▸ EXERCISE
Render everything from the line containing "Mark the car window" down to the end of the records as a JSON list of strings, one string per line, with blank lines left out.

▸ TASK DATA
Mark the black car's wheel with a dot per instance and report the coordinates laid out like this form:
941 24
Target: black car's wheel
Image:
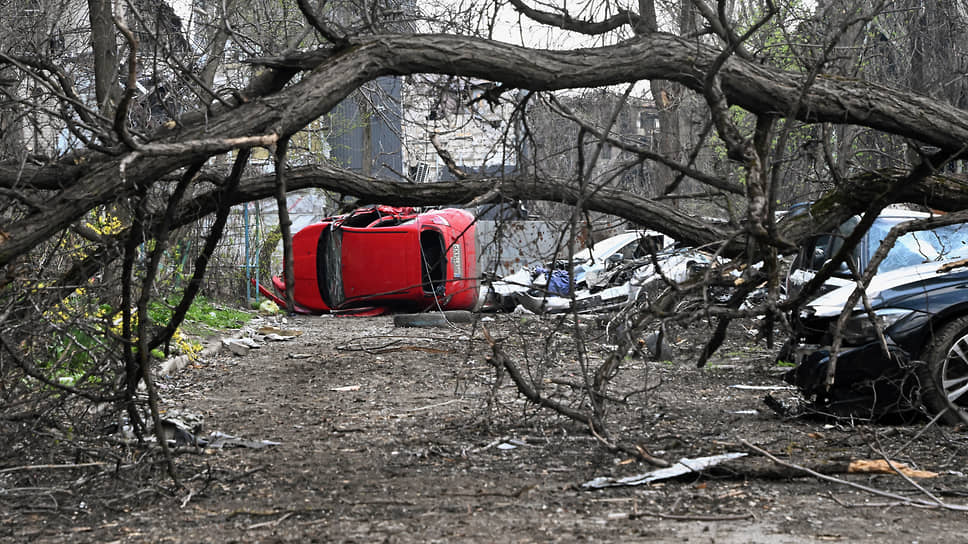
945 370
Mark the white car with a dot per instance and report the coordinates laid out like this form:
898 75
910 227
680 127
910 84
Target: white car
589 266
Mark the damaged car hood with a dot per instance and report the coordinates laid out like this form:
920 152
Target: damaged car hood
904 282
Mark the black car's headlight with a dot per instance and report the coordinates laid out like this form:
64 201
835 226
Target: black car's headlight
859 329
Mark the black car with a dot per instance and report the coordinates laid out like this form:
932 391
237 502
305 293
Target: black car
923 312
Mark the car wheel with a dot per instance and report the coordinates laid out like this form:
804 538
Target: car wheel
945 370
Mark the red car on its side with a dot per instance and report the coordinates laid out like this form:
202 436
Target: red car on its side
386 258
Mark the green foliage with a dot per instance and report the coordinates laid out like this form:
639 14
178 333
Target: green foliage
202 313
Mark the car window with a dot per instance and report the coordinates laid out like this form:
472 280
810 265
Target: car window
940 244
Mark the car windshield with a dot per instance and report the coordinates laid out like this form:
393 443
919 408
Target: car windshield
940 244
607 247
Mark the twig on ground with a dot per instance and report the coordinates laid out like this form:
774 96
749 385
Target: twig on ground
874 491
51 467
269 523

▸ EXERCISE RESULT
[
  "Mark the car window with a dot per instance and report the coordinates laid out like this form:",
  "472 280",
  "810 265",
  "Target: car window",
  "940 244",
  "Mark the car windshield with a dot per instance and report the coordinates laid out like this form:",
  "393 443",
  "919 408",
  "Target: car windshield",
  "940 244",
  "607 247",
  "Mark the twig on ground with a dot per instance and report the coordinates laid out like this form:",
  "774 96",
  "749 385",
  "Target: twig on ground",
  "874 491",
  "51 467",
  "269 523"
]